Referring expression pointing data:
"""

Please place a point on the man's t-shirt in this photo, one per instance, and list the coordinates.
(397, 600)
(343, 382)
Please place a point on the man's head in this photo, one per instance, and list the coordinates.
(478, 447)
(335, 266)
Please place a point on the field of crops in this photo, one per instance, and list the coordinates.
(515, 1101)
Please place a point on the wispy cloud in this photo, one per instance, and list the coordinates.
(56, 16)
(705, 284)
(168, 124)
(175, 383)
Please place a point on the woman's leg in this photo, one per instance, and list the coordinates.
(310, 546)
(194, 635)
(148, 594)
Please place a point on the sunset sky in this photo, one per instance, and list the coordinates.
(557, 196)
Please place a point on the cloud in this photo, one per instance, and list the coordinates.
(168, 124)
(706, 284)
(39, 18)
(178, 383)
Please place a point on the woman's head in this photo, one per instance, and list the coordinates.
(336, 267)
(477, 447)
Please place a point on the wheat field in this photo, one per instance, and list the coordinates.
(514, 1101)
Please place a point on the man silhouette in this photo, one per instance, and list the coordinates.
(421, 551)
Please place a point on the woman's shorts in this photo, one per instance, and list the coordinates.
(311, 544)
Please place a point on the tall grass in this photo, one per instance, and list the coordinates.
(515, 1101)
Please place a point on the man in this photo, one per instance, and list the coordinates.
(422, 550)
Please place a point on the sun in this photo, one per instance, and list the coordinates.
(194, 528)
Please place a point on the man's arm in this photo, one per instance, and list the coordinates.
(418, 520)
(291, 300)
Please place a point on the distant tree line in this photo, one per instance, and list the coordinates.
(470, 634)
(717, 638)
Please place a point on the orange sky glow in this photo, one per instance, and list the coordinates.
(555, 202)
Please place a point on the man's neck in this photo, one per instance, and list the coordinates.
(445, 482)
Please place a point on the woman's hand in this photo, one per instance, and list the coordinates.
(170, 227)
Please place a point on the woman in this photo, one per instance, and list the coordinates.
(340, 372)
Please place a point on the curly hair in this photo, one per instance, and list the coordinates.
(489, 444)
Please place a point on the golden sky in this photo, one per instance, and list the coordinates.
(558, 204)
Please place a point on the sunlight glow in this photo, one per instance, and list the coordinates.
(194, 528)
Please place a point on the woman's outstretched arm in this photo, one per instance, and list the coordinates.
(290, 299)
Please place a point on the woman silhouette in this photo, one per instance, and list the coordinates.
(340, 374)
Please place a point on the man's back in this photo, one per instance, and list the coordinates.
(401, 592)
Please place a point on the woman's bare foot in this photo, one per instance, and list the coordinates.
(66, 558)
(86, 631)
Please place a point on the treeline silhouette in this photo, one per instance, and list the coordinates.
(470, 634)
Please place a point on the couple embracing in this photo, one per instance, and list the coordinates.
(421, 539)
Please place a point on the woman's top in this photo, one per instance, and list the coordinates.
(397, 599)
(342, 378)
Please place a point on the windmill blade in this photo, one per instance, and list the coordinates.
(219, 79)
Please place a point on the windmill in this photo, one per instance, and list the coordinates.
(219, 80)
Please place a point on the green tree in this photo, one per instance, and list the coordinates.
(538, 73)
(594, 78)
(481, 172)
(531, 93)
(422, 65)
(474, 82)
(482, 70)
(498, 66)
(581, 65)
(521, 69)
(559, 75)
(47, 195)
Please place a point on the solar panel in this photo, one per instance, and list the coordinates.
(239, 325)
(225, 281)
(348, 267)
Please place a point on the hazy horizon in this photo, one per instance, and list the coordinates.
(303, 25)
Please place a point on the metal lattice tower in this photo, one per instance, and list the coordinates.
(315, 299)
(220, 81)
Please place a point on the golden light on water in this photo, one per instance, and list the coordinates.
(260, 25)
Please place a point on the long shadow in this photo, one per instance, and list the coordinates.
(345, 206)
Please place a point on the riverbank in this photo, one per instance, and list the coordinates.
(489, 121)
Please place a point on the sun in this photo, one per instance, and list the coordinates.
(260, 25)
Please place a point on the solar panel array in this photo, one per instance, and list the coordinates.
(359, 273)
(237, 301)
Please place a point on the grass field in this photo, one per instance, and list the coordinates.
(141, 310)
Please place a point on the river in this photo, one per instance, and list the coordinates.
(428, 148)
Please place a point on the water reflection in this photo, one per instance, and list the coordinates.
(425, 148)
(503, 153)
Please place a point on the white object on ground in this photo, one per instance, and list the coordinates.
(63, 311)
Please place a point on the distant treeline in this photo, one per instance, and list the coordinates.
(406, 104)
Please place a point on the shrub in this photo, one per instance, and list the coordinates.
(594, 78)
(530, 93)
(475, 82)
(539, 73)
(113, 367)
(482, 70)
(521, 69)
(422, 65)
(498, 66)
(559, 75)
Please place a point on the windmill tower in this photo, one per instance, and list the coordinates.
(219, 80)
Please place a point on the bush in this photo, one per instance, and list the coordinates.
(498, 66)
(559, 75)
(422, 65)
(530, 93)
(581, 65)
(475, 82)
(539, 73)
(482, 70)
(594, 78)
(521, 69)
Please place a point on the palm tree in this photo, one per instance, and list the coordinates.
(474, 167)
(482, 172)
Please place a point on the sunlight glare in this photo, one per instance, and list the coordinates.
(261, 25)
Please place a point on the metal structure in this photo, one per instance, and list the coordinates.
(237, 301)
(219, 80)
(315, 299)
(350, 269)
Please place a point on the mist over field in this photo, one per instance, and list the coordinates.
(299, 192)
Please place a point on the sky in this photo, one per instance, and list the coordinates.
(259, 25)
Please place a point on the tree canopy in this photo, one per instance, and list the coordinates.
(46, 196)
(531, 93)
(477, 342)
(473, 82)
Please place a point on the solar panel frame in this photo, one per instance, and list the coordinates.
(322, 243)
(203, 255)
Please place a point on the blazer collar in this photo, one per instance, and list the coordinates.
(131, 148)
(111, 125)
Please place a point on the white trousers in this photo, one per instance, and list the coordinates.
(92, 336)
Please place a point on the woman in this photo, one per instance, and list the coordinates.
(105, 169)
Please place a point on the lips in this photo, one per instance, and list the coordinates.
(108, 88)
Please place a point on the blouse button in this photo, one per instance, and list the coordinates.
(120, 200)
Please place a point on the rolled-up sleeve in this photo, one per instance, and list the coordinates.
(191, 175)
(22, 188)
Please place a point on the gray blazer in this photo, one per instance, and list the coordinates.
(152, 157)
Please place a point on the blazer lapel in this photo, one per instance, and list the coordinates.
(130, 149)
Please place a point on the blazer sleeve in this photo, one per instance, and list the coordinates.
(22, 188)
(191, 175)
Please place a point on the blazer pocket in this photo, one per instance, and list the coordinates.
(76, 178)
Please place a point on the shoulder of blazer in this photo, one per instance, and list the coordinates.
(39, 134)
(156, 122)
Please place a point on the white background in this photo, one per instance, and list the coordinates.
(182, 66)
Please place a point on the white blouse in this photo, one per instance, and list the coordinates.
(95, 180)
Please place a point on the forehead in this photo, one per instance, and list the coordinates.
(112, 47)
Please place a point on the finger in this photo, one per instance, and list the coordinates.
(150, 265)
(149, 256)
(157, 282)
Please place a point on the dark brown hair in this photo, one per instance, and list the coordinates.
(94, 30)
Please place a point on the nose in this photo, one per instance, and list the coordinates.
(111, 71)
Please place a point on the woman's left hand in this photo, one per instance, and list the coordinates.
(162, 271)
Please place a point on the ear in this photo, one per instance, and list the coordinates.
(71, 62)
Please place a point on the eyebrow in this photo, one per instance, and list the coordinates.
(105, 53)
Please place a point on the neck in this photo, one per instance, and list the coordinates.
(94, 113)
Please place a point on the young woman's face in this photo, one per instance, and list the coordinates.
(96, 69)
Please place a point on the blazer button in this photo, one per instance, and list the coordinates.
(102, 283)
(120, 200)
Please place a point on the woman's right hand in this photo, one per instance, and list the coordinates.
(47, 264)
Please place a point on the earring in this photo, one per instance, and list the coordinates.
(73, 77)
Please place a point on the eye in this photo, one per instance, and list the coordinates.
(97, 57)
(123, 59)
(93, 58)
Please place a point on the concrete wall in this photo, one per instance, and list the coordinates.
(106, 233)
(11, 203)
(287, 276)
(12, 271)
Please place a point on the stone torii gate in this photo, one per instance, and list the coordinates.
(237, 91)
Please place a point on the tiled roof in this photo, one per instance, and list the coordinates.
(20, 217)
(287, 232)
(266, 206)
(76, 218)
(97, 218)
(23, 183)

"""

# YOUR OBJECTIVE
Retype exactly, and only, the lines from the line holding "Please place a point on the eye in" through the last line of the data; both of those lines count.

# ANSWER FOR THIS EXERCISE
Please place a point on the eye in this photo, one per instance, and list the coordinates.
(97, 57)
(123, 59)
(93, 58)
Please place a point on the concrete wall in this photo, one per instance, and list the coordinates.
(106, 233)
(11, 203)
(287, 276)
(12, 271)
Please place a point on the stone torii gate in this photo, one per instance, and list the coordinates.
(237, 91)
Please place a point on the tiled roof in this photo, one per instance, and list the coordinates.
(20, 217)
(287, 232)
(266, 206)
(76, 218)
(97, 218)
(23, 183)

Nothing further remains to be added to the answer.